## BRANO DI LETTURA
--------------------

La realtà  – e in particolare la realtà creativa o poetica – è perciò frutto di un’operatività dell’identità soggettiva, che è se costruisce adiacenza tra le varie aree dell’universo mentale. Piacere del testo e comunicazione, purché intesa come mettere in comune (Antonio Porta), sono i ponti possibili di dinamica autopoietica, senza i quali l’energia poetica si deprime e cade in una di quelle fasi di cui parla Linguaglossa all’inizio della sua Prefazione. Le dinamiche di intreccio adiacente tra le varie aree mentali non sono perciò analisi fini a se stesse, ma anche l’ante-rem, o la condizione intra-soggettiva e pre-testuale più adeguata alla costruzione di un testo che voglia tendere al massimo di comunicazione inter-soggettiva, a essere in re, luogo che esalta creatività e intreccio tra estetica e ricchezza di funzione antropologica e socioculturale, tale se vissuto da una comunità e non solo esercizio intimistico. 

Postulato ancora più rilevante in una fase di cambiamenti epocali che tendono a distruggere e a far cadere nel nulla la percezione di una comunità solidale, avvertita e persino decantata (come ad esempio dalla Thatcher) solo come somma di soggetti singoli chiusi nell’individualismo imperante.

--------------------

## CONSEGNA 1
Ripeta il passo del brano sulla realtà poetica compreso tra "Postulato ancora più" e "chiusi nell’individualismo imperante.", estremi inclusi.
## CONSEGNA 2
Riprenda il brano sulla realtà poetica a partire dalla sua ultima frase e ne scriva il seguito.
I dati non hanno alcun ruolo in questa parte.

--------------------

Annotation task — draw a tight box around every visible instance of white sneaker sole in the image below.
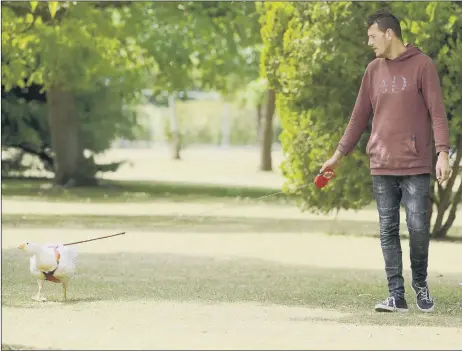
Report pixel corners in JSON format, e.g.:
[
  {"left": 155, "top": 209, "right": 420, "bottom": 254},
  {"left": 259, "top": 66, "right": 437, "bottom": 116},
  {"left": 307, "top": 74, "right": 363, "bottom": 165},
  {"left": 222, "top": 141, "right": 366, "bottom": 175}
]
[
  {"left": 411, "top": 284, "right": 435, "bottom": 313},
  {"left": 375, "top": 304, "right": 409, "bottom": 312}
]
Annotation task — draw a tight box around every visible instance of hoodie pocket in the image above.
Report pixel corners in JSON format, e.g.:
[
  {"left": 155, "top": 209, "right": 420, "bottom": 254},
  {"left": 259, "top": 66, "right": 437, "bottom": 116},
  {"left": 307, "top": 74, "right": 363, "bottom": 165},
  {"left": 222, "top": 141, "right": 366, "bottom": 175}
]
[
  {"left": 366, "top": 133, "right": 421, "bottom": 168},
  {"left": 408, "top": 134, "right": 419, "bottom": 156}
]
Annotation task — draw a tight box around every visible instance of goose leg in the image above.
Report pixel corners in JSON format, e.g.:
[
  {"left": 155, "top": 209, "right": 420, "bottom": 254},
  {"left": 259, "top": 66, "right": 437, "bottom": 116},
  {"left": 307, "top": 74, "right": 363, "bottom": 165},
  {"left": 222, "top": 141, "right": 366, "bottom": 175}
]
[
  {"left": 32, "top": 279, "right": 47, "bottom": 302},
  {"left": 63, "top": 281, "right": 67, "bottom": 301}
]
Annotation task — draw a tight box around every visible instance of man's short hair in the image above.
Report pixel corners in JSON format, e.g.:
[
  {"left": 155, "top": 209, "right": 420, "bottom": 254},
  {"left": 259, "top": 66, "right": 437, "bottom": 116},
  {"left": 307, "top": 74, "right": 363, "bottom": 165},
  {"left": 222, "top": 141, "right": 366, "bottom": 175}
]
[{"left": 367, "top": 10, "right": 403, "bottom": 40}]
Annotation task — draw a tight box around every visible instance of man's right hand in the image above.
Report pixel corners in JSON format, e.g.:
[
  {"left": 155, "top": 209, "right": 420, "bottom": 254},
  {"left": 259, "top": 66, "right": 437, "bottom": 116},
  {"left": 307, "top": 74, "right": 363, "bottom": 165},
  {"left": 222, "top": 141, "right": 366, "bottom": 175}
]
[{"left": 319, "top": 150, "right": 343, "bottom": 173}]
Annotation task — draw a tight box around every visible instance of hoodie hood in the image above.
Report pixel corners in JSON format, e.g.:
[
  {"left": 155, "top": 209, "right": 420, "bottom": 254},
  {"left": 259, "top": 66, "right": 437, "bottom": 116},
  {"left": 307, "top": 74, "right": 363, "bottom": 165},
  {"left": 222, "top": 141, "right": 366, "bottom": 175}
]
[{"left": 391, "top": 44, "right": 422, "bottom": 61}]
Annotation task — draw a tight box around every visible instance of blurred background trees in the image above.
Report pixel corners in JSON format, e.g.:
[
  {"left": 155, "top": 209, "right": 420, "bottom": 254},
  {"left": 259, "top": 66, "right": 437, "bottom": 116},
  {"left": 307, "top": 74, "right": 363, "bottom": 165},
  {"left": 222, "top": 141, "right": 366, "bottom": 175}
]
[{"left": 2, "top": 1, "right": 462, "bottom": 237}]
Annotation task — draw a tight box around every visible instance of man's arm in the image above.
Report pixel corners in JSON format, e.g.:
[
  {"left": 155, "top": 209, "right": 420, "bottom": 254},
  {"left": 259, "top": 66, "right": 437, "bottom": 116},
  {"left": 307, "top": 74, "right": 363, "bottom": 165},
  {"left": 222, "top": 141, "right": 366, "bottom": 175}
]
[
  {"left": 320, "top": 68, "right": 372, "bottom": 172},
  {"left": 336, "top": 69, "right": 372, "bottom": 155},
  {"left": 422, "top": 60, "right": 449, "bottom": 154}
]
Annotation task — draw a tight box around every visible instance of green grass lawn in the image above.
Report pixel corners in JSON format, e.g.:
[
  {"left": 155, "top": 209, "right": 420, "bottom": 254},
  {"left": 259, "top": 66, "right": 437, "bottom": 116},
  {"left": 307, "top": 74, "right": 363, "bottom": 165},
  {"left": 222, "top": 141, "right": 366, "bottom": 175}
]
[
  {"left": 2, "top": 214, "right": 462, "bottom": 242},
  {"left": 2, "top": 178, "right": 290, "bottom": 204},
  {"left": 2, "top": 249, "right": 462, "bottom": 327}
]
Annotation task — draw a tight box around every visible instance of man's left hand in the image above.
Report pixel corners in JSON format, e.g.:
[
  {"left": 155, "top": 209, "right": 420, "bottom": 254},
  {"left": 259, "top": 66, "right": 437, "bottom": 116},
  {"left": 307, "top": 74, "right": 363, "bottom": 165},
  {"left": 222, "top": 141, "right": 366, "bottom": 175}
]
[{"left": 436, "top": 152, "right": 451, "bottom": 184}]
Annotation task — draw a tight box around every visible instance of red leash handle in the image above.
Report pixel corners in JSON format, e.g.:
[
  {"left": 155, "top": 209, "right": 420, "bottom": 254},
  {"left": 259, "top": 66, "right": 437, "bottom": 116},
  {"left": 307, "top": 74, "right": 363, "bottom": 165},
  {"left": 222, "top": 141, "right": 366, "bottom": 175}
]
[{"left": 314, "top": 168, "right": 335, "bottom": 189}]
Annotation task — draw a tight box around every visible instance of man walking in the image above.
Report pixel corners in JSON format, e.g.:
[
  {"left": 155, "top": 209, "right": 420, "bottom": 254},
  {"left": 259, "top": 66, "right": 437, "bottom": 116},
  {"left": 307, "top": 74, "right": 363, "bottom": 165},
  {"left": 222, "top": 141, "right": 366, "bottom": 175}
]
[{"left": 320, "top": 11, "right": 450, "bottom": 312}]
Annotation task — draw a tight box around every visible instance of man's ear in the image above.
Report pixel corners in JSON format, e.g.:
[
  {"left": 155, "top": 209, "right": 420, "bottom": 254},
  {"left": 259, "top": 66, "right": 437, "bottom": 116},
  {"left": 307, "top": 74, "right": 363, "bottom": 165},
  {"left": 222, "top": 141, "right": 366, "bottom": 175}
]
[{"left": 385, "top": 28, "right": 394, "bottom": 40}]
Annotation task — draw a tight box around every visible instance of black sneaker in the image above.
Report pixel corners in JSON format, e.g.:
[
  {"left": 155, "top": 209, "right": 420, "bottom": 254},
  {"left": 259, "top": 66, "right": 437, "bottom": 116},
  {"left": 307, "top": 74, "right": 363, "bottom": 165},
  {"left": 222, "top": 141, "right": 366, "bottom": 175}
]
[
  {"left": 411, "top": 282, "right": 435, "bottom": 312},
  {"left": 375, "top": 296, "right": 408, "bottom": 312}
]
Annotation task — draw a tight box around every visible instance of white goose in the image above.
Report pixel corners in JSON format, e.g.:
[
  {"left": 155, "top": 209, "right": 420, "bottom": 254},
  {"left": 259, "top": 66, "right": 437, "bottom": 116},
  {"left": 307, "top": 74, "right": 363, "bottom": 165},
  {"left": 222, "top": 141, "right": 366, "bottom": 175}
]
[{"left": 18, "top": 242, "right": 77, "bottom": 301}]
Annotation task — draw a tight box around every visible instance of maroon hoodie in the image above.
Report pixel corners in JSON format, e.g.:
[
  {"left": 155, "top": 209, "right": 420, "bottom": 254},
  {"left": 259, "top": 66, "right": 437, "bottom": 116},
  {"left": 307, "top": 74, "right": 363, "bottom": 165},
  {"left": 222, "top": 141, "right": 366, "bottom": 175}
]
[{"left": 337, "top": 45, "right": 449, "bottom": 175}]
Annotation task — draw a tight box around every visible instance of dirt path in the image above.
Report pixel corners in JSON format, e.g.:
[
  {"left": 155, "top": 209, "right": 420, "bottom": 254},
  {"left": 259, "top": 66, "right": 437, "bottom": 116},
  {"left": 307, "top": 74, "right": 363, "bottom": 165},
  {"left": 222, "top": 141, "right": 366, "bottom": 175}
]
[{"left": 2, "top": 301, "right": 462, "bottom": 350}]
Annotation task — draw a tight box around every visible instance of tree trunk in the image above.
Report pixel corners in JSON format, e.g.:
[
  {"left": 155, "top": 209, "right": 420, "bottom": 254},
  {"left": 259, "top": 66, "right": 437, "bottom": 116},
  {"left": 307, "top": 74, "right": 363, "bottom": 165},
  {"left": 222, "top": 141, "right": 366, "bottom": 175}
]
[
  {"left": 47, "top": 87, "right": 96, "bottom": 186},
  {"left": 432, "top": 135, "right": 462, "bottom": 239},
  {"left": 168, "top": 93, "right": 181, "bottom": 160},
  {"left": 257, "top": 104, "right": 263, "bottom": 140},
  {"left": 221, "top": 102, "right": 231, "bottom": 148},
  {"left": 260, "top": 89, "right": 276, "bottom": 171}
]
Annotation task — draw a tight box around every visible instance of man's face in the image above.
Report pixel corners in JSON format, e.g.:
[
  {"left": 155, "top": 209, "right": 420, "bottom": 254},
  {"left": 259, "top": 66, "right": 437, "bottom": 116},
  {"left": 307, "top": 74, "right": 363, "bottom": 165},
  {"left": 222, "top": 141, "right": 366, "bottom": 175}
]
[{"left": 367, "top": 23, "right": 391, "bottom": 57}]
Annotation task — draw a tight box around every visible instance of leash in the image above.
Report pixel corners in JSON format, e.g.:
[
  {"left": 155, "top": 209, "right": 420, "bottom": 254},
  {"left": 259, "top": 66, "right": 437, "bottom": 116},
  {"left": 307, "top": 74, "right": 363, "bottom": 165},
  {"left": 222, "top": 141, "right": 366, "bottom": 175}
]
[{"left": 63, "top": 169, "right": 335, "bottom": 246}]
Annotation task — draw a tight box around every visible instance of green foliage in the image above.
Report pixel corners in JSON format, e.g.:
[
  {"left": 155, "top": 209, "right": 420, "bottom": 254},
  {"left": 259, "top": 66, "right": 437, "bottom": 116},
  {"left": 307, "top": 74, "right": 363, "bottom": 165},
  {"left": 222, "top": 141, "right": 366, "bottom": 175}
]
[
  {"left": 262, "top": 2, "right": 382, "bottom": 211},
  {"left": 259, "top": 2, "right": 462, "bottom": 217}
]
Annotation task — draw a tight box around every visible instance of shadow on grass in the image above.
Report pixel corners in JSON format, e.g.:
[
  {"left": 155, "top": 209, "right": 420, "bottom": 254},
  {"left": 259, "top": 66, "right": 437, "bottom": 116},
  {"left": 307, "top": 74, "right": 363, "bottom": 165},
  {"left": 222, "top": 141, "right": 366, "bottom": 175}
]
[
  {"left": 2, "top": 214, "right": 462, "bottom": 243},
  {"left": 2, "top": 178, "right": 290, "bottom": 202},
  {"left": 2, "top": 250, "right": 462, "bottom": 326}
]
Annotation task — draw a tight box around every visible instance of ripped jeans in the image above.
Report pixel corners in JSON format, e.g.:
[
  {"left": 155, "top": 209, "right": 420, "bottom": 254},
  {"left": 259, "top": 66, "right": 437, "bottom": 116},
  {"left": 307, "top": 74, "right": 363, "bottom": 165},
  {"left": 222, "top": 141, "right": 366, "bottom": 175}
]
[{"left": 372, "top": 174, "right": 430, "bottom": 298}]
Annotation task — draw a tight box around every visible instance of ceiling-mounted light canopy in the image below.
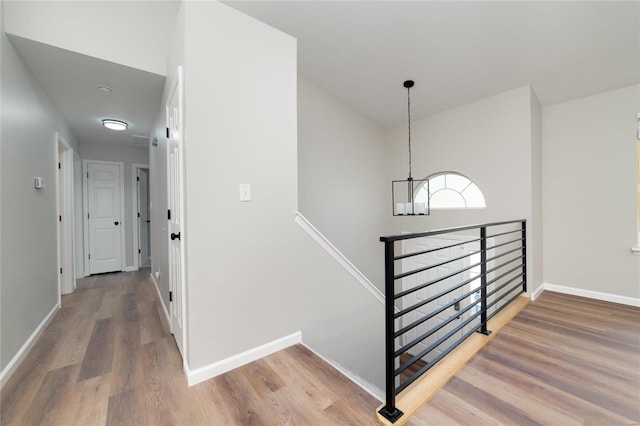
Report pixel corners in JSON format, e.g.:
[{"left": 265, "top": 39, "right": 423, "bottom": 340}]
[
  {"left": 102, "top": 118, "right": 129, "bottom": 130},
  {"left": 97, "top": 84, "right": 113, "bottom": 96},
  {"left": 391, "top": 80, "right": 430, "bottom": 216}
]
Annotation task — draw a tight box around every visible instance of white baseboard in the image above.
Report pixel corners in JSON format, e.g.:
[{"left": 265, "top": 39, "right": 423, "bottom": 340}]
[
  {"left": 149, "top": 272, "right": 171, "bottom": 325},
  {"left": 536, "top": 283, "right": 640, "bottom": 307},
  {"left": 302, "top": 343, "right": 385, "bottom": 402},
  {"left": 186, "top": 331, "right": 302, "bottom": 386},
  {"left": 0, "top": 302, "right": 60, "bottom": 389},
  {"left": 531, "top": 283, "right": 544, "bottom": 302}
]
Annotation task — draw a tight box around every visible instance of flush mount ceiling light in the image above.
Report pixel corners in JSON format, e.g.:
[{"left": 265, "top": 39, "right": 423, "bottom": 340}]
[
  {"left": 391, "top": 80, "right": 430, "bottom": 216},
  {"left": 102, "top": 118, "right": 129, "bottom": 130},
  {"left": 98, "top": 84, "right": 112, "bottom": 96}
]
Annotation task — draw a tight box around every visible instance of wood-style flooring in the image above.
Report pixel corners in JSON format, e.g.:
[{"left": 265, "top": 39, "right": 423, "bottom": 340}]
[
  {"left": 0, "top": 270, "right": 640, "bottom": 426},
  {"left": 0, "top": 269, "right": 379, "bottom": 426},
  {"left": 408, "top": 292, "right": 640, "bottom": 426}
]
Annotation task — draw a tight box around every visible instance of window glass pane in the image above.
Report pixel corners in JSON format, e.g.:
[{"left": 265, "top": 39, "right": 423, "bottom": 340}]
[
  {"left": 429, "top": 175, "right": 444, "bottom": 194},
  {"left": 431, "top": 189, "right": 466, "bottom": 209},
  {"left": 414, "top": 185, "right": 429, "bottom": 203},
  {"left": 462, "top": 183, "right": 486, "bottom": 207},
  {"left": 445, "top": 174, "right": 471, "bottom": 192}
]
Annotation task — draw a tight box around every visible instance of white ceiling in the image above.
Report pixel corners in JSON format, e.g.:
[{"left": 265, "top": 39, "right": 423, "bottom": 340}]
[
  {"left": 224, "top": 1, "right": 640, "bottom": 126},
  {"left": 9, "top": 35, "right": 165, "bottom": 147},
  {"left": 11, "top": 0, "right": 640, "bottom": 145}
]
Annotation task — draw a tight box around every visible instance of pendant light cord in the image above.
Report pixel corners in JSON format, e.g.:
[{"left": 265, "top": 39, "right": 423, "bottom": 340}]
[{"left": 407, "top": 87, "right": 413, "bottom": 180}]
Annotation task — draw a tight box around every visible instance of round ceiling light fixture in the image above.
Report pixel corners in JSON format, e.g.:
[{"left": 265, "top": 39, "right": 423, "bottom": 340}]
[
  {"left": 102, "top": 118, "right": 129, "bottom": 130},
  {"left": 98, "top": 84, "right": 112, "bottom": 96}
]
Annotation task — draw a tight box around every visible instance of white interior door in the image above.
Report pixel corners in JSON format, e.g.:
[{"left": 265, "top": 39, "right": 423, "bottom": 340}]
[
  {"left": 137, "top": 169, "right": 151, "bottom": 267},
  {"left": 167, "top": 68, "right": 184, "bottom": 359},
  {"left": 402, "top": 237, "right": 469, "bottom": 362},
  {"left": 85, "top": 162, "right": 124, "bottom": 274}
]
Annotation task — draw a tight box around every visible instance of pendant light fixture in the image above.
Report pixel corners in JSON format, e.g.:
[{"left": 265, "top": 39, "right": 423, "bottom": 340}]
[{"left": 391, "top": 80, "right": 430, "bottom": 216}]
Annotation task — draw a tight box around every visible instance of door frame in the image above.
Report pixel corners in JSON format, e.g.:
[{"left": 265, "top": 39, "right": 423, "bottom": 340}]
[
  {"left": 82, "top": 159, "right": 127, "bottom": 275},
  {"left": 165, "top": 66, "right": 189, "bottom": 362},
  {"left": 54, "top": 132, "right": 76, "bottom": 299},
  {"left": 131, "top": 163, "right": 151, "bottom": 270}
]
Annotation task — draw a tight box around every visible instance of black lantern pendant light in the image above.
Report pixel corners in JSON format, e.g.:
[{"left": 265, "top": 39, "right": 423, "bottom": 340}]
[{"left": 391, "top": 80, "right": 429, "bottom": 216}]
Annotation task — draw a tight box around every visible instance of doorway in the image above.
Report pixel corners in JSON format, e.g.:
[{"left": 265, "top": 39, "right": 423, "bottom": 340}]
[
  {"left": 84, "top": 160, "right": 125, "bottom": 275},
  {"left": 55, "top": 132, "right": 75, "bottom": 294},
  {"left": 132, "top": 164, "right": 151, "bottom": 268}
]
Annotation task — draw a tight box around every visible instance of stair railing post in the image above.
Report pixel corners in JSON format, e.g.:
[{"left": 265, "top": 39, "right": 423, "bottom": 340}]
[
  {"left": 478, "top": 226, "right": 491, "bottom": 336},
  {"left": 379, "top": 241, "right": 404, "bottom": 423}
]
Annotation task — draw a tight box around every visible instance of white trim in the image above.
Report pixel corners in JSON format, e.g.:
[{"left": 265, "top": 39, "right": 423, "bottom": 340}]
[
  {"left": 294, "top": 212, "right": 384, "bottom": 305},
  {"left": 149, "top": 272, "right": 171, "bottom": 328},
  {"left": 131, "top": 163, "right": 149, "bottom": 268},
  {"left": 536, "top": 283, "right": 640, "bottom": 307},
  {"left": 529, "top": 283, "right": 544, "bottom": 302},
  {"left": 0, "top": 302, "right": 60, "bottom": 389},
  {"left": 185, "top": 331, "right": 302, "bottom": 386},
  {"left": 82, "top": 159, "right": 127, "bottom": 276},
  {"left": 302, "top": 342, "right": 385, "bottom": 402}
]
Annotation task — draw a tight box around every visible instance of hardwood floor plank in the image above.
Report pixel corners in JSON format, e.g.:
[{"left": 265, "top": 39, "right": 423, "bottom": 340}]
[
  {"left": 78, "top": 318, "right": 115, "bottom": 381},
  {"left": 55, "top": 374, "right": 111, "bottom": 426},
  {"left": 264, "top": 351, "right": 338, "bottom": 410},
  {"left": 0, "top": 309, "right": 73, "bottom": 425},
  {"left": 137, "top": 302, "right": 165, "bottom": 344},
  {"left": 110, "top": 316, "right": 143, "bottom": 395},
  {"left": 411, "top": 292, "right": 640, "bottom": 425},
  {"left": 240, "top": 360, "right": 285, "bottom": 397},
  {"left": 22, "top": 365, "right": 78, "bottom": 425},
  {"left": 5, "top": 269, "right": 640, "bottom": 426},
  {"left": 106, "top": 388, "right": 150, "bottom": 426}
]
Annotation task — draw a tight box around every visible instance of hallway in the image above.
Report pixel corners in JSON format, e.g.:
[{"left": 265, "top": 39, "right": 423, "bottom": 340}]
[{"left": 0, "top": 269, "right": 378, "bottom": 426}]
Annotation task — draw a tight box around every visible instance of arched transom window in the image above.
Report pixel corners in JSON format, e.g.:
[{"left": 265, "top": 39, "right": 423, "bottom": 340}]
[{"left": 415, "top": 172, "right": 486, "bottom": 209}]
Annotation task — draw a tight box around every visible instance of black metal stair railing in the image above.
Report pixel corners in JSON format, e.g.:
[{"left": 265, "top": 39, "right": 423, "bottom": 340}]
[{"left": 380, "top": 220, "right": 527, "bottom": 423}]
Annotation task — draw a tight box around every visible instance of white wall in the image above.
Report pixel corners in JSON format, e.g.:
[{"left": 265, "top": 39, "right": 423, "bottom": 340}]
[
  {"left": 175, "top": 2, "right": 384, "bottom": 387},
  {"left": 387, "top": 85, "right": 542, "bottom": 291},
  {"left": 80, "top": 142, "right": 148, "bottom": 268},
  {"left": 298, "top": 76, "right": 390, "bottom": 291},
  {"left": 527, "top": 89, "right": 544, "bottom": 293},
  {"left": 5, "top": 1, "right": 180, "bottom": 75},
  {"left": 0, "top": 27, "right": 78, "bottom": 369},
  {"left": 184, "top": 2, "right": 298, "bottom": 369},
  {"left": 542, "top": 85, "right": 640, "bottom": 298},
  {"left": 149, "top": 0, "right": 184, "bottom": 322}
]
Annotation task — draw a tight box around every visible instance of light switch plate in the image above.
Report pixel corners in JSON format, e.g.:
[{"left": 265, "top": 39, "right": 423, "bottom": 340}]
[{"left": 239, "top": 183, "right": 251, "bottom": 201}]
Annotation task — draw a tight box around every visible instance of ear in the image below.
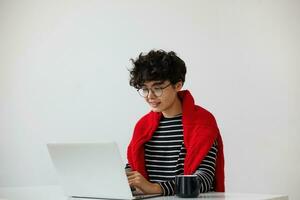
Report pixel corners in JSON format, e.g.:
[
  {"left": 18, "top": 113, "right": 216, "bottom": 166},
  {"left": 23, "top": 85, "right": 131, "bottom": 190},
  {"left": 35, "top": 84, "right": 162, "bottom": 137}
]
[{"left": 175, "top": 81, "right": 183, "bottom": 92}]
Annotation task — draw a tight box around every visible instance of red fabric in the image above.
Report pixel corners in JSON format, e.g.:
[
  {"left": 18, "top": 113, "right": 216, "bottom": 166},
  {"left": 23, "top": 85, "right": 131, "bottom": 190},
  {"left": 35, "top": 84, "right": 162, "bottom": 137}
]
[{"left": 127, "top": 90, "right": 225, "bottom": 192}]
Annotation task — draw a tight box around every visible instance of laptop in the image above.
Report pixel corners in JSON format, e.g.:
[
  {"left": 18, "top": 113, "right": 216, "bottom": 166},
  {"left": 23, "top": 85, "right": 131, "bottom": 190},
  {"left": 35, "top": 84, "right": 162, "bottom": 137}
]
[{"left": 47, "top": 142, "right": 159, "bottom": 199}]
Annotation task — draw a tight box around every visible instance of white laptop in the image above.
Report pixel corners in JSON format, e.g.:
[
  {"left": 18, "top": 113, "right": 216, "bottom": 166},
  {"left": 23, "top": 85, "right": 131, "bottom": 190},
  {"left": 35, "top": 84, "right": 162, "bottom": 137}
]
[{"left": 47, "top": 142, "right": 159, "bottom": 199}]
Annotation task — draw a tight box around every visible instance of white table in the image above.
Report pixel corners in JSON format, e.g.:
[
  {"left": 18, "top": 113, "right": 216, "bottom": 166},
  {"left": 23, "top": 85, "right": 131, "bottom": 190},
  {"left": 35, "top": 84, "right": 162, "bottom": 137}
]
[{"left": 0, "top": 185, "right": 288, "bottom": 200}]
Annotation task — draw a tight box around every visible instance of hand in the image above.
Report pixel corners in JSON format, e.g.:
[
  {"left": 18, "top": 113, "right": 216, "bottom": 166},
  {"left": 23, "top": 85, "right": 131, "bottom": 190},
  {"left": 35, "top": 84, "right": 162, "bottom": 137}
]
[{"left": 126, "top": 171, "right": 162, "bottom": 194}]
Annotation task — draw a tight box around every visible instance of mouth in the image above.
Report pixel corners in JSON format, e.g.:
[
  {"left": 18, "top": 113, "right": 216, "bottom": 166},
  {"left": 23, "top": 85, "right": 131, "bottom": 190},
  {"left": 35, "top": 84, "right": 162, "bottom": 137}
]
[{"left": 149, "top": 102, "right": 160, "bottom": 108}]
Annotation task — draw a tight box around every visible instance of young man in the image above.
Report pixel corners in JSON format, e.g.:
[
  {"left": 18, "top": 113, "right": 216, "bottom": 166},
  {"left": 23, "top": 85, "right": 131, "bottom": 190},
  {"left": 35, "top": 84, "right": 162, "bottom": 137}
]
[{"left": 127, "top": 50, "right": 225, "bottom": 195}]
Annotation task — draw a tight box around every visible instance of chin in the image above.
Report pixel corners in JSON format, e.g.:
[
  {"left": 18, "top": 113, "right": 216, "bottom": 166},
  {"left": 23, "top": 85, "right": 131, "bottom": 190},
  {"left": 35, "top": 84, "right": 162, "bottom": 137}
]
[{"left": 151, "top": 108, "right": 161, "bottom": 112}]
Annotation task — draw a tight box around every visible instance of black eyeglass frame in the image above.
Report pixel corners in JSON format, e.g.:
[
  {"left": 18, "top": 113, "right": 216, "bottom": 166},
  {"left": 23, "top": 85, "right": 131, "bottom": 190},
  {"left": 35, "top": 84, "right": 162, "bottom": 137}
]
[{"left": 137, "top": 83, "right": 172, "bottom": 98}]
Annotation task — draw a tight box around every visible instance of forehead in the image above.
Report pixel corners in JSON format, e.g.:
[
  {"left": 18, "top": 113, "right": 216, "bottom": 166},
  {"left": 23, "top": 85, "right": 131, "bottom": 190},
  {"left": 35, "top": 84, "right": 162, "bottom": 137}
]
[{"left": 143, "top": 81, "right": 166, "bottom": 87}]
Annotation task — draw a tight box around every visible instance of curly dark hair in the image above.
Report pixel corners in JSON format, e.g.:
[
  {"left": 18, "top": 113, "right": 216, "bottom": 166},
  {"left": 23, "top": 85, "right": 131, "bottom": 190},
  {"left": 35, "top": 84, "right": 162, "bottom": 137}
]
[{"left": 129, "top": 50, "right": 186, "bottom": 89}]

--------------------

## RISPOSTA ALLA CONSEGNA 1
Postulato ancora più rilevante in una fase di cambiamenti epocali che tendono a distruggere e a far cadere nel nulla la percezione di una comunità solidale, avvertita e persino decantata (come ad esempio dalla Thatcher) solo come somma di soggetti singoli chiusi nell’individualismo imperante.

## RISPOSTA ALLA CONSEGNA 2
Fiera del Libro Milano 20 apèrile 2017

Fiera del Libro Milano 20 aprile, 2017, Lucio Mayoor Tosi legge le poesie

I mondi che siamo

 Sono considerazioni che ho ritrovato in termini calzanti nell’ultimo libro della saggista multidisciplinare Eleonora Fiorani, che nel suo ultimo libro “I mondi che siamo – Nel tempo delle ritornanze” (Lupetti, Milano, 2017), dice: “Viviamo in un’epoca in cui si susseguono profonde metamorfosi e…contraddittorie trasformazioni del mondo che…credevamo di conoscere“. “Diversi sono perciò i modi di vivere il trapasso epocale della seconda modernità a una nuova epoca che non ha ancora trovato una definizione dopo quella di postmoderno di Lyotard…perché ogni nuova concezione della storia implica una visione del tempo”. Aggiunge Fiorani: “nell’intreccio dell’’adesso e del già stato’ – la definizione è di Didi-Huberman – oggetti, avvenimenti, modi d’essere, sensibilità estetiche si inabissano e scompaiono e poi ritornano”, cambiando “il loro uso, valore… statuto antropologico”, insieme al “nostro sguardo”.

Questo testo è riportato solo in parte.